-- start of Given data --

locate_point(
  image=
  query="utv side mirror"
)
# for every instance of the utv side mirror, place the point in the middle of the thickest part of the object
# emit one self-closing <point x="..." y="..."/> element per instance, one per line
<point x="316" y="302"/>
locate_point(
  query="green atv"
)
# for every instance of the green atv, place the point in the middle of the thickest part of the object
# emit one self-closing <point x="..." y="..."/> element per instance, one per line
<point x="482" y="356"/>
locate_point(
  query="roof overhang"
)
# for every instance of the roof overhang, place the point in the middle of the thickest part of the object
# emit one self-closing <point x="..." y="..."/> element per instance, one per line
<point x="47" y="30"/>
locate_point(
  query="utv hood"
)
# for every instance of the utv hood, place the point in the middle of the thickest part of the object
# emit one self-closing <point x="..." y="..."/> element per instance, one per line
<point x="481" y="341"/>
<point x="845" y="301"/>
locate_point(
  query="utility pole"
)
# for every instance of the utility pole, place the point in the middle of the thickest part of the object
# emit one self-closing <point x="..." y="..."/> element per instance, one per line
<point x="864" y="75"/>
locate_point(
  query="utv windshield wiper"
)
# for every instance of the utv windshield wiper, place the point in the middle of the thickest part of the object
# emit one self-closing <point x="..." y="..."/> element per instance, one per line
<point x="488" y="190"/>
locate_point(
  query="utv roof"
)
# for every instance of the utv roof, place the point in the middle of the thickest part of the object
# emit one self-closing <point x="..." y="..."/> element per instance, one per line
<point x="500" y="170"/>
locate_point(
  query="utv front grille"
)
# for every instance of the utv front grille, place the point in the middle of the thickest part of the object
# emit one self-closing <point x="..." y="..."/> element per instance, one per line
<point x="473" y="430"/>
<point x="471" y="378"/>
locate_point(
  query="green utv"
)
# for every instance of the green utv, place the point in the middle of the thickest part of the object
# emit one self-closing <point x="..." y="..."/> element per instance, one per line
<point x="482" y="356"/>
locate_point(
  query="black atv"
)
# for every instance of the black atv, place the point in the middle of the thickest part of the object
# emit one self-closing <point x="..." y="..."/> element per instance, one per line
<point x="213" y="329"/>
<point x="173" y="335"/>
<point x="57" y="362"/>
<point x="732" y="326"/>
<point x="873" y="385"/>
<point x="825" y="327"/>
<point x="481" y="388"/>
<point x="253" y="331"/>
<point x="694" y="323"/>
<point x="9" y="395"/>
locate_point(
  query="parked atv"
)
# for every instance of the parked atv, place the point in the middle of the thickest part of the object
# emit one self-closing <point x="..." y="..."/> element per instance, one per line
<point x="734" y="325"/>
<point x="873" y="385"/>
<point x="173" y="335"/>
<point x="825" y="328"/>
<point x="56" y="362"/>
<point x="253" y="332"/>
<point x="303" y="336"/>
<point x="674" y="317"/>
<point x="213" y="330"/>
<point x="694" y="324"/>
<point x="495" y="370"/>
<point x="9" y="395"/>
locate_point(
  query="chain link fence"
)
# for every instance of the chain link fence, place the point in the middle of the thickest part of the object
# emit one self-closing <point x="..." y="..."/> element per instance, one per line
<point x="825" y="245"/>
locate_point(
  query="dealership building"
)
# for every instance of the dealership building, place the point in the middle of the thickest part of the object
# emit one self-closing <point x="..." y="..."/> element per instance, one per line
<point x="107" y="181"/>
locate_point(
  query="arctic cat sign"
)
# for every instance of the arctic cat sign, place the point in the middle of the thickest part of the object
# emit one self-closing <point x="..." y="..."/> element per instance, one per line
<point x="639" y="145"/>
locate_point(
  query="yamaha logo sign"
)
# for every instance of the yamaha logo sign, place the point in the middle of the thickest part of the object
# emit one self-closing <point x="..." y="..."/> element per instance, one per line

-- end of Given data --

Prompt ▸ Provide all the records again, word for word.

Task answer ▸
locate_point(
  image=
  query="utv side mirror"
)
# for every instance of the utv side mirror, place the point in the middle of the thickest part of the object
# emit one self-closing <point x="..." y="..."/> element per instance, one per line
<point x="316" y="302"/>
locate_point(
  query="green atv"
)
# for every instance of the green atv, place the point in the middle of the thickest part of the object
# emit one self-closing <point x="..." y="..."/> element per instance, one per line
<point x="482" y="356"/>
locate_point(
  query="roof overhang"
)
# for every instance of the roof overhang, place the point in the middle of the thickest part of the object
# emit one self-closing <point x="..." y="..."/> element per instance, one per line
<point x="47" y="30"/>
locate_point(
  query="utv hood"
)
# for every instance of the utv hood, place the point in the middle of the thickest part of the object
# emit one self-closing <point x="..." y="..."/> element per instance, one per line
<point x="481" y="341"/>
<point x="845" y="301"/>
locate_point(
  query="utility pole"
)
# for every instance of the utility pole, place the point in the middle of the thickest part of the object
# emit one self-closing <point x="..." y="..."/> element per instance, one per line
<point x="864" y="75"/>
locate_point(
  query="utv windshield wiper"
)
# for every instance of the utv windshield wiper, place the point in the middle of the thickest part of the object
# emit one self-closing <point x="..." y="..."/> element per instance, one per line
<point x="488" y="190"/>
locate_point(
  query="utv roof"
)
# for every instance of the utv roof, place the point in the middle of the thickest part of the object
# emit one self-closing <point x="..." y="..."/> element per instance, one per line
<point x="500" y="170"/>
locate_point(
  query="utv front grille"
)
# for every instance of the utv front grille, place the point in the middle of the thickest part of the object
# emit one self-closing <point x="..." y="..."/> element per instance, one per line
<point x="473" y="430"/>
<point x="471" y="378"/>
locate_point(
  query="green utv"
)
# for every instance of the green utv, place the point in the middle of the thickest part of the object
# emit one self-closing <point x="..." y="..."/> element per instance, one per line
<point x="482" y="356"/>
locate_point(
  query="black atv"
)
# for every instance of the black atv, place the point in the middle of the thickest part of the object
# emit one self-closing <point x="..." y="..."/> element per instance, one per line
<point x="213" y="329"/>
<point x="173" y="335"/>
<point x="57" y="362"/>
<point x="732" y="326"/>
<point x="873" y="385"/>
<point x="825" y="327"/>
<point x="481" y="388"/>
<point x="253" y="331"/>
<point x="694" y="323"/>
<point x="9" y="395"/>
locate_point(
  query="parked atv"
)
# for every instance of the parked atv, place the point in the middle of the thickest part of the object
# emit one self-closing <point x="..." y="..."/> element per instance, one per line
<point x="734" y="325"/>
<point x="873" y="385"/>
<point x="173" y="335"/>
<point x="825" y="328"/>
<point x="56" y="362"/>
<point x="253" y="332"/>
<point x="303" y="336"/>
<point x="674" y="317"/>
<point x="213" y="330"/>
<point x="694" y="324"/>
<point x="495" y="370"/>
<point x="9" y="395"/>
locate_point(
  query="chain link fence"
)
# for every instance of the chain link fence, place the point in the middle of the thickest part of the object
# emit one self-closing <point x="..." y="..."/> element per instance, one per line
<point x="825" y="245"/>
locate_point(
  query="dealership building"
)
# for every instance of the dealership building, place the point in the middle of the thickest part of the object
# emit one self-closing <point x="..." y="..."/> element per instance, one per line
<point x="107" y="181"/>
locate_point(
  query="arctic cat sign"
)
# for every instance of the arctic cat sign, place the point in the middle of the thickest part of the object
# emit one self-closing <point x="..." y="..."/> element per instance, one per line
<point x="639" y="145"/>
locate_point(
  query="yamaha logo sign"
)
# for every instance of the yamaha logo sign, place the point in the middle of the thickest part of the object
# emit one self-closing <point x="..." y="..."/> element per instance, one per line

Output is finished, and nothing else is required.